◆ **What you are asked to do**
Pull out each line in the data below that contains the string "positive". Copy those lines unchanged, one per line.
━━ Records shown
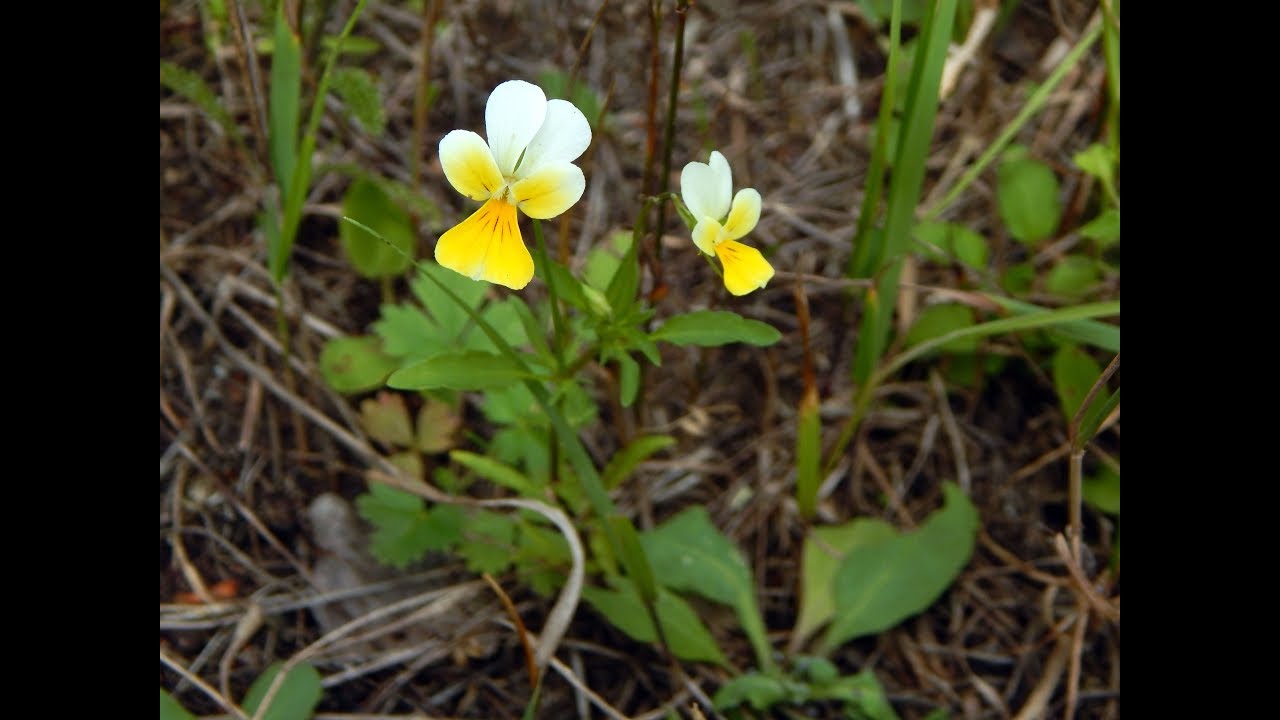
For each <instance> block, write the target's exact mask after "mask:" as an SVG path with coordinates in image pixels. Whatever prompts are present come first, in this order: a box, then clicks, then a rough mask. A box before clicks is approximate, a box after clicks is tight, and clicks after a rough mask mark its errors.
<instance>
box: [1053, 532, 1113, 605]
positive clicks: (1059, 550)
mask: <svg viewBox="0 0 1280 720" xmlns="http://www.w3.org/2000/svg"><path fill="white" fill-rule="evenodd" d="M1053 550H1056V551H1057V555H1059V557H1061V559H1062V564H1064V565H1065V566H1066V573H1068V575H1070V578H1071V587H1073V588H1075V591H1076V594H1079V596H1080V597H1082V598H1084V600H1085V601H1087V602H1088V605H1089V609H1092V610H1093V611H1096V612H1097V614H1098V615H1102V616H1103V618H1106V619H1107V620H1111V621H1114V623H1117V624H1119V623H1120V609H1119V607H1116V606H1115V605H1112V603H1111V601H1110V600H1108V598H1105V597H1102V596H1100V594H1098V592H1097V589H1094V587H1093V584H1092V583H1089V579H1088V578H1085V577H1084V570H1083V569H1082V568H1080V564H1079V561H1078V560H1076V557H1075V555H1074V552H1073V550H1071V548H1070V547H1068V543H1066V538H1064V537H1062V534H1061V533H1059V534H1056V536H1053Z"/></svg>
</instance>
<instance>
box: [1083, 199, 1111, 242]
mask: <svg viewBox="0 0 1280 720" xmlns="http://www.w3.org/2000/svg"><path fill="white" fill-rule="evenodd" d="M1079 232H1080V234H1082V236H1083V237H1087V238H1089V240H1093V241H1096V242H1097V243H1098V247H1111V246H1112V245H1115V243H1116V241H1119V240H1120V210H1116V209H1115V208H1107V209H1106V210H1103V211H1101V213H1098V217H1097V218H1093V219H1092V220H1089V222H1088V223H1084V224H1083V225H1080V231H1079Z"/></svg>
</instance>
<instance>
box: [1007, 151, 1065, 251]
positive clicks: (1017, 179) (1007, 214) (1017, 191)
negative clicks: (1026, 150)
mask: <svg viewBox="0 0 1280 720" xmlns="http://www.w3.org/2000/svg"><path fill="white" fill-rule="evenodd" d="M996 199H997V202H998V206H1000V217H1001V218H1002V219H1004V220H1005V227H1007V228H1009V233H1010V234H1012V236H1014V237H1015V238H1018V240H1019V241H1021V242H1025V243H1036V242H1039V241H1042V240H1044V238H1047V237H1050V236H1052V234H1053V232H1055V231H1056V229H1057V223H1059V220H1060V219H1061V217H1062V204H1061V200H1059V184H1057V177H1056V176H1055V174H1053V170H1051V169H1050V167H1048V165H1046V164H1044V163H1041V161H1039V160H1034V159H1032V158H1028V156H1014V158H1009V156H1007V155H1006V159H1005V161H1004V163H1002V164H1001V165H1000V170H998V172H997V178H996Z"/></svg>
━━━━
━━ Records shown
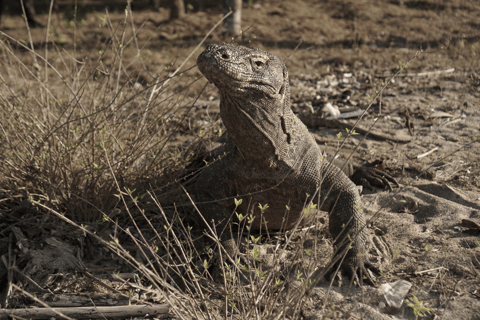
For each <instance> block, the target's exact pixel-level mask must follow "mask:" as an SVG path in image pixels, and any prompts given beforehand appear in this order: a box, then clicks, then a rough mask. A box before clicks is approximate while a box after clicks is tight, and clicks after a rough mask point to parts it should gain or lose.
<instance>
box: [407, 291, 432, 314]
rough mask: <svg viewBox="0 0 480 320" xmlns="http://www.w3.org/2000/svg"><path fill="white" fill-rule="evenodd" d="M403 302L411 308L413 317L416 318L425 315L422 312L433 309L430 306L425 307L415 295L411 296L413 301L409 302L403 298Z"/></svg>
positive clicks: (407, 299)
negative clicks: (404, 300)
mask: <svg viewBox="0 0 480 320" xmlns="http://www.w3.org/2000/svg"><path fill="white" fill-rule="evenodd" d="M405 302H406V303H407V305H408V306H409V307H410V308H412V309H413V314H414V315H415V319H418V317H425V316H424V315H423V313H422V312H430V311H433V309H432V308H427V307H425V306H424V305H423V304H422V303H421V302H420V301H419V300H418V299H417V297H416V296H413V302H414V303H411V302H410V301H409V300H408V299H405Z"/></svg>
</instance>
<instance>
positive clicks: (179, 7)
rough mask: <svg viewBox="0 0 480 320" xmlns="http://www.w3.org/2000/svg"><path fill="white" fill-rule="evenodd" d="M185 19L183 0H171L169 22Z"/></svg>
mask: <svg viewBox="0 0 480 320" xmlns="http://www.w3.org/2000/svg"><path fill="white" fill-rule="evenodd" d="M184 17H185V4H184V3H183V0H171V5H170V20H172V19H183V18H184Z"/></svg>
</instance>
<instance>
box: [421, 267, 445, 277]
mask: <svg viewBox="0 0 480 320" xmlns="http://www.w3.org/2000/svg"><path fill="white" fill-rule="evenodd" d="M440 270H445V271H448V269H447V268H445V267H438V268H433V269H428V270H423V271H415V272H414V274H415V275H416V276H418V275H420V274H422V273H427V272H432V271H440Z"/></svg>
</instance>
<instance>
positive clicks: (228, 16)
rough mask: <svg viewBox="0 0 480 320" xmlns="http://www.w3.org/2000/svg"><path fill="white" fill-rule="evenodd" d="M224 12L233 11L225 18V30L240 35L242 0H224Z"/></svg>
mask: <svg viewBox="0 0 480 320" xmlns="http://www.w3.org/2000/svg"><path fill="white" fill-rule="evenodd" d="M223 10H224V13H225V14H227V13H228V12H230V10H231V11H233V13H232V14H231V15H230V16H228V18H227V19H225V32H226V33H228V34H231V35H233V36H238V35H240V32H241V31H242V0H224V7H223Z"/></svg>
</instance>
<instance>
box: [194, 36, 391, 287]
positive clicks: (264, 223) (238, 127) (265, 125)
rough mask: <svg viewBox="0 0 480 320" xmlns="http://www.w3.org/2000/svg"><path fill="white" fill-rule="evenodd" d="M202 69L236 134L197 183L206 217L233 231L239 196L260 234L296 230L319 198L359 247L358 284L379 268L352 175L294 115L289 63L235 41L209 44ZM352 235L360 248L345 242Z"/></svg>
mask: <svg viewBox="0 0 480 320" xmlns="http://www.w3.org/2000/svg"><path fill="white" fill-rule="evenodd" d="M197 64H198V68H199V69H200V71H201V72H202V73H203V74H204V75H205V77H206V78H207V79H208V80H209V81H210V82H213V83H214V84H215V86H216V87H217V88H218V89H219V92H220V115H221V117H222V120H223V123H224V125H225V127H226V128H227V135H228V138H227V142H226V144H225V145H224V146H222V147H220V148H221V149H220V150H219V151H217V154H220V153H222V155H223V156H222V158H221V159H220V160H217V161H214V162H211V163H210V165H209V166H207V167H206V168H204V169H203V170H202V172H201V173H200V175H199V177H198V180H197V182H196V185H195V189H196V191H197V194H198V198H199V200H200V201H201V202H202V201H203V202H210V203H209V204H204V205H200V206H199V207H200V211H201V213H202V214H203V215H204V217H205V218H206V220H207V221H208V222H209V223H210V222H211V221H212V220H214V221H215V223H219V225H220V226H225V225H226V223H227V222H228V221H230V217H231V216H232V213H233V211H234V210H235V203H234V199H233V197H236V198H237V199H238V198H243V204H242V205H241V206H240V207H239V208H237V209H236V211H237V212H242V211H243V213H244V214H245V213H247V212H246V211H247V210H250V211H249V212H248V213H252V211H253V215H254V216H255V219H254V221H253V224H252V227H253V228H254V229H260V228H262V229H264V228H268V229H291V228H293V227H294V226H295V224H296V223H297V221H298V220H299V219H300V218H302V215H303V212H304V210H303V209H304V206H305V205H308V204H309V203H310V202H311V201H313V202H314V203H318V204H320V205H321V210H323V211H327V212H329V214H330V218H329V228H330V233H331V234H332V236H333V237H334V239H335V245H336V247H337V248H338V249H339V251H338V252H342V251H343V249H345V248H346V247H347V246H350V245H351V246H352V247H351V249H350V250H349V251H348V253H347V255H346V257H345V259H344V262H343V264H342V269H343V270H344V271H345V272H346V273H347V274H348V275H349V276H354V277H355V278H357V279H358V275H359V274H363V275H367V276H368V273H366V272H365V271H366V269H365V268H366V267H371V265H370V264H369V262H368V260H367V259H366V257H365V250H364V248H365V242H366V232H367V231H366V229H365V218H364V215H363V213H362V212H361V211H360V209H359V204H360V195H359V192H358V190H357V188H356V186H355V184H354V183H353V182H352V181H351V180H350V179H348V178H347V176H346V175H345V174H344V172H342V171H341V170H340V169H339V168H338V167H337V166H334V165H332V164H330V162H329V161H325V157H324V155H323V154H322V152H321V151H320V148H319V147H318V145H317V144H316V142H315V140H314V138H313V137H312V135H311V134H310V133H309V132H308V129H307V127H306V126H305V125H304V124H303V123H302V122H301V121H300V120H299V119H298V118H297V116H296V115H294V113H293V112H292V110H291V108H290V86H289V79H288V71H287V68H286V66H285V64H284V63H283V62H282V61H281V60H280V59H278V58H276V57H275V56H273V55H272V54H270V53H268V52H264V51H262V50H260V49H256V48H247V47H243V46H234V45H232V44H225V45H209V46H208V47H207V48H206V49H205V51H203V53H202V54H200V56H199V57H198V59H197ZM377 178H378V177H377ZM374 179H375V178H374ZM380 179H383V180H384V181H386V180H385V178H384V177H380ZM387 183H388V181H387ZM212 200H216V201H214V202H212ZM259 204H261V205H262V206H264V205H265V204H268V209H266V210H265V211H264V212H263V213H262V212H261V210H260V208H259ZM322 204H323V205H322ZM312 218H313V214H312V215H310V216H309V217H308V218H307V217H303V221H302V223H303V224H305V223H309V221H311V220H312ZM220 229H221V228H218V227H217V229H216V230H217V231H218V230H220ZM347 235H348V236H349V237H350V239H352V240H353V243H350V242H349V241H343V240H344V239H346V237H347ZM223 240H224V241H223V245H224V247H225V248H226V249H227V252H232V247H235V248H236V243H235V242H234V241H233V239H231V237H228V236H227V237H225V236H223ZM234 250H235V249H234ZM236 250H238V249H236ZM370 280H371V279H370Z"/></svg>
━━━━
◆ **Solution below**
positive clicks: (1059, 550)
positive clicks: (1017, 179) (1007, 214) (1017, 191)
positive clicks: (407, 299)
positive clicks: (179, 7)
positive clicks: (228, 16)
positive clicks: (264, 223) (238, 127) (265, 125)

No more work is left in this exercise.